## Written instruction
Convert everything from the line containing "Would you please tag the gold" down to the end of the records into a numbered list, omitting any blank lines.

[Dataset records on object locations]
··········

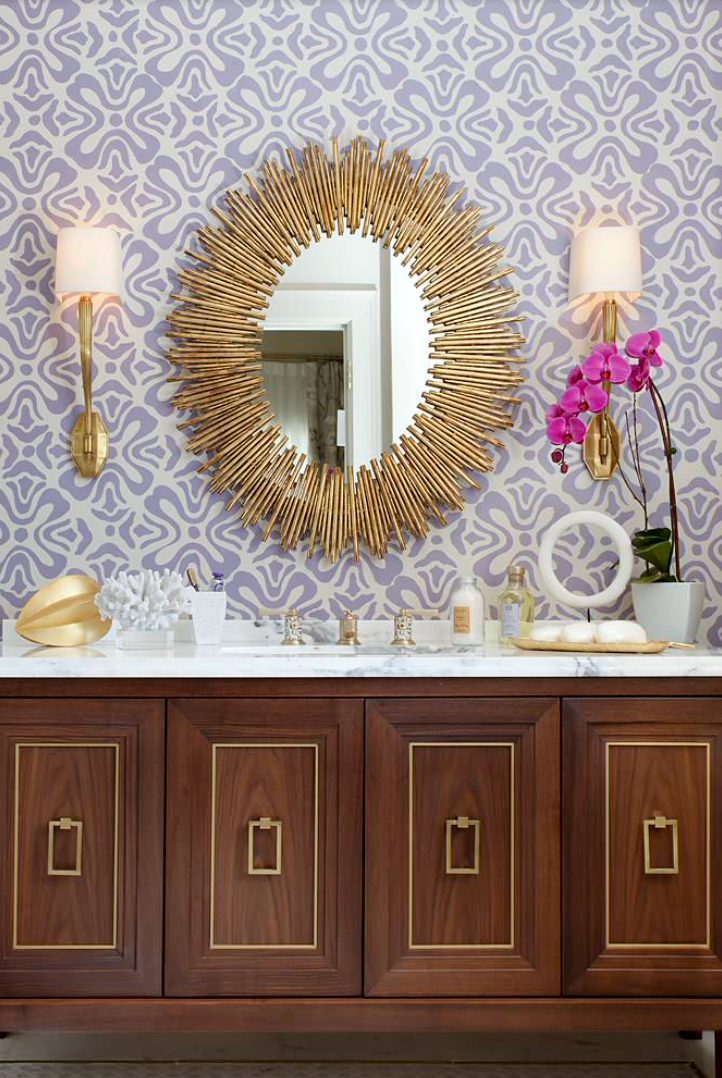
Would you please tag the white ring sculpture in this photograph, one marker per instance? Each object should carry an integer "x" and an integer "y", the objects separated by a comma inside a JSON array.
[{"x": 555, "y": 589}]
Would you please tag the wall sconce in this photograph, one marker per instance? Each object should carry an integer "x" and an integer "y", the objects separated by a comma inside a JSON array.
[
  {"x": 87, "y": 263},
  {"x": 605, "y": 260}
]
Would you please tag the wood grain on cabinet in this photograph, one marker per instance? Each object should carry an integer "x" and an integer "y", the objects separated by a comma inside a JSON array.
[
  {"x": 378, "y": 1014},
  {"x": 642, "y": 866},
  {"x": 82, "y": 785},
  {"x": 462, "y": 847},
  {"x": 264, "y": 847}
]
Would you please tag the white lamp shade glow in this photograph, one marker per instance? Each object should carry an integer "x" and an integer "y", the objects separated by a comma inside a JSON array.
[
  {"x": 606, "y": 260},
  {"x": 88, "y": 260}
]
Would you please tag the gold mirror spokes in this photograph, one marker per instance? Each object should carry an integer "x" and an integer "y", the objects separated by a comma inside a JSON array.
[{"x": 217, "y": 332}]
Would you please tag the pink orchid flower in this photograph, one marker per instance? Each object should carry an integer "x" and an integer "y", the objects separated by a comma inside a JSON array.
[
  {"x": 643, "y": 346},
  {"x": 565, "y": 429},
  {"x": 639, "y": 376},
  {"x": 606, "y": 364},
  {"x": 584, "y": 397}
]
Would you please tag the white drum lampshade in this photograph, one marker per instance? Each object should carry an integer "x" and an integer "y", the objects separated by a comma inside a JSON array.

··········

## Solution for this task
1. Would you please tag the gold mirror spokes in this photograph, one marker per instance? Each object should carry an integer "x" and an integer "y", the objects separated by a comma inside a JSON array.
2. [{"x": 217, "y": 332}]
3. Would you please tag the pink orchid flower in this photograph, one marker per instance? Each object should carry an integer "x" and an integer "y", the objects separated by a comma inside a JSON array.
4. [
5.   {"x": 643, "y": 346},
6.   {"x": 565, "y": 429},
7.   {"x": 639, "y": 376},
8.   {"x": 606, "y": 364},
9.   {"x": 584, "y": 397}
10. ]
11. Would you please tag the white drum lampshade in this photograph, one marker per instance? Each object should carry an integer "x" and an integer "y", the objects separated by a comma inside a JSON array.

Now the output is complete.